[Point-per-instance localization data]
################
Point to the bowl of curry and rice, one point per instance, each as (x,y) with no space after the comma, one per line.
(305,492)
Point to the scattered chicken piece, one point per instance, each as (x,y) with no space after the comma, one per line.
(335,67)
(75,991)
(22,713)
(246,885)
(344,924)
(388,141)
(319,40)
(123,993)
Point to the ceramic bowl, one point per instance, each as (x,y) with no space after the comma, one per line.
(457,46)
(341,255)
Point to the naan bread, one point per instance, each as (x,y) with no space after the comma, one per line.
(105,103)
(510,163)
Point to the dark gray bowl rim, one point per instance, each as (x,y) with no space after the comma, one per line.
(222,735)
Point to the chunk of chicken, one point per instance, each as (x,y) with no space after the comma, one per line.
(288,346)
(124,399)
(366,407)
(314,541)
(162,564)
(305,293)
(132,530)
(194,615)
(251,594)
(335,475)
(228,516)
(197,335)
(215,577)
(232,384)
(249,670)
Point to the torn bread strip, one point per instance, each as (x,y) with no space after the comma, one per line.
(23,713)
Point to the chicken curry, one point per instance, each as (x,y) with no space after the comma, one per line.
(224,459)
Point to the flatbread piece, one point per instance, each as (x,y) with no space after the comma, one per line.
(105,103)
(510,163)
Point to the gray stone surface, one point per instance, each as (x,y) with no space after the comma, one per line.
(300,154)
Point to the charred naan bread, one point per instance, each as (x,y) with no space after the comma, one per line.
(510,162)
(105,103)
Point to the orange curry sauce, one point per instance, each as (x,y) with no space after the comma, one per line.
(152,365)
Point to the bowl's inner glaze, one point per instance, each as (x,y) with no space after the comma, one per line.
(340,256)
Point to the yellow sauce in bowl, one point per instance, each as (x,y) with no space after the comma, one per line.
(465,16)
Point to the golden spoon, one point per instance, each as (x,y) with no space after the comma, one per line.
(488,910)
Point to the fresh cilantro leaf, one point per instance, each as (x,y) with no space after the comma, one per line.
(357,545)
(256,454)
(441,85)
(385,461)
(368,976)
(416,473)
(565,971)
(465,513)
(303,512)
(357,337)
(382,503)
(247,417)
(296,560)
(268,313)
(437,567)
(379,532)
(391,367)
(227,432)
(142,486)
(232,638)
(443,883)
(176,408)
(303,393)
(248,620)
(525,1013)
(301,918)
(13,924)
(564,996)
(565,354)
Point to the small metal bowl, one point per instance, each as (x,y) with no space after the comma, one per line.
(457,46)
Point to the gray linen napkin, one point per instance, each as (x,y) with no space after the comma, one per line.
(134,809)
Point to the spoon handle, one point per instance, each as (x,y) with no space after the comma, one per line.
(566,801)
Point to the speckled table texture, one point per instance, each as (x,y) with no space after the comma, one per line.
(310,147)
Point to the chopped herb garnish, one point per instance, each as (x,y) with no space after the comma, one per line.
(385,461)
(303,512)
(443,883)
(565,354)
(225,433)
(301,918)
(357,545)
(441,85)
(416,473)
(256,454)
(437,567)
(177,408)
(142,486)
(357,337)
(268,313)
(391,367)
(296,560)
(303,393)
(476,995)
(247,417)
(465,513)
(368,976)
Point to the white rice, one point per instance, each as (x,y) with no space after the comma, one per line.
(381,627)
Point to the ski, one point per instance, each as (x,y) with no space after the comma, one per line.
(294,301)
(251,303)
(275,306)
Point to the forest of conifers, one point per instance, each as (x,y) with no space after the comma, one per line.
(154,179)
################
## WORK REQUIRED
Reproduce every record, making sure each one stays exactly the same.

## ANSWER TO THIS EXERCISE
Point to the bowl of curry and rice, one point per instance, each as (x,y) with no space after the comma, one per line.
(305,492)
Point to the scattered chicken piece, one point per instance, each as (x,y) with no space after the comma, one per line.
(335,67)
(75,991)
(22,713)
(246,885)
(344,924)
(388,141)
(319,40)
(123,993)
Point to the ceramic bowl, one point per instance, each as (x,y) with no space after the comma, one per line.
(457,46)
(341,255)
Point to the naan bread, one point per instance, each as (x,y) with no space after the comma, one per line.
(105,103)
(510,163)
Point to the dark gray bowl rim, one point per instance, each as (x,y) with no space after the comma, one per line.
(222,735)
Point to the chunk of chicken, one point per instance, each as (x,y) with no space after the comma, one per line.
(288,346)
(124,399)
(366,407)
(314,541)
(162,564)
(305,293)
(132,530)
(194,615)
(251,594)
(335,475)
(228,516)
(197,335)
(215,577)
(232,384)
(249,670)
Point to the torn bread strip, one point per instance, each as (x,y) with no space after the comma, one per line.
(23,713)
Point to the chicken curry, one point per instance, each as (x,y) with no space after the comma, one per line.
(224,459)
Point to the flatbread piece, one point per instance, each as (x,y) with no space after the comma, one per line.
(105,103)
(510,163)
Point to the gray stone surface, one point per instance, each as (x,y) with no space after the comma, one per line.
(300,154)
Point to the charred naan bread, one point per instance, each as (x,y) with no space after the comma, one per line.
(510,162)
(105,103)
Point to the orange curry sauce, one point per instance, each as (x,y) with no space after the comma, one per line.
(152,365)
Point to the bowl's inner glaze, one point per instance, each as (x,y) with no space after the comma, one per line.
(340,256)
Point to the yellow sauce in bowl, one point per instance, each as (x,y) with no space after the comma, one per line.
(465,16)
Point to the golden spoon, one point per instance, each as (x,y) with no space after the comma, one per line.
(488,910)
Point to the fresh cilantro leaf, one point per instance, each as (x,y) with no space after the comma, one per line.
(357,545)
(256,454)
(441,85)
(385,461)
(368,976)
(416,473)
(565,971)
(465,513)
(303,512)
(357,337)
(382,503)
(247,417)
(296,560)
(268,313)
(437,567)
(379,532)
(391,367)
(227,432)
(142,486)
(232,638)
(443,883)
(176,408)
(303,393)
(248,620)
(525,1013)
(301,918)
(13,924)
(564,996)
(565,354)
Point to the small metal bowl, one point per instance, each as (x,y) with no space after the comma, one per line.
(457,46)
Point to the gray linen napkin, one point per instance, each as (x,y) with no space after the comma, one per line.
(134,809)
Point to the spoon handle, one point per instance, each as (x,y) with no space after the comma, one per line.
(566,801)
Point to the speckled table texture, one point per instance, each as (x,y) with no space after the comma, one per line.
(310,147)
Point to the chopped herb garnish, one point per instance, each as (x,y) with no space after the comma, one per line.
(385,461)
(303,512)
(443,883)
(565,354)
(225,433)
(301,918)
(357,545)
(441,85)
(416,473)
(256,454)
(437,567)
(177,408)
(142,486)
(357,337)
(268,313)
(391,367)
(296,560)
(303,393)
(476,995)
(247,417)
(465,513)
(368,976)
Point to the white rice, one point per instance, each as (x,y) with no space after the comma, one per line.
(381,627)
Point to the ski, one point per instance, each as (x,y) with no space after the comma, one per line.
(294,301)
(251,303)
(275,306)
Point to the forest of conifers, one point per instance, each as (x,y) with no space after the comma, one per line.
(154,179)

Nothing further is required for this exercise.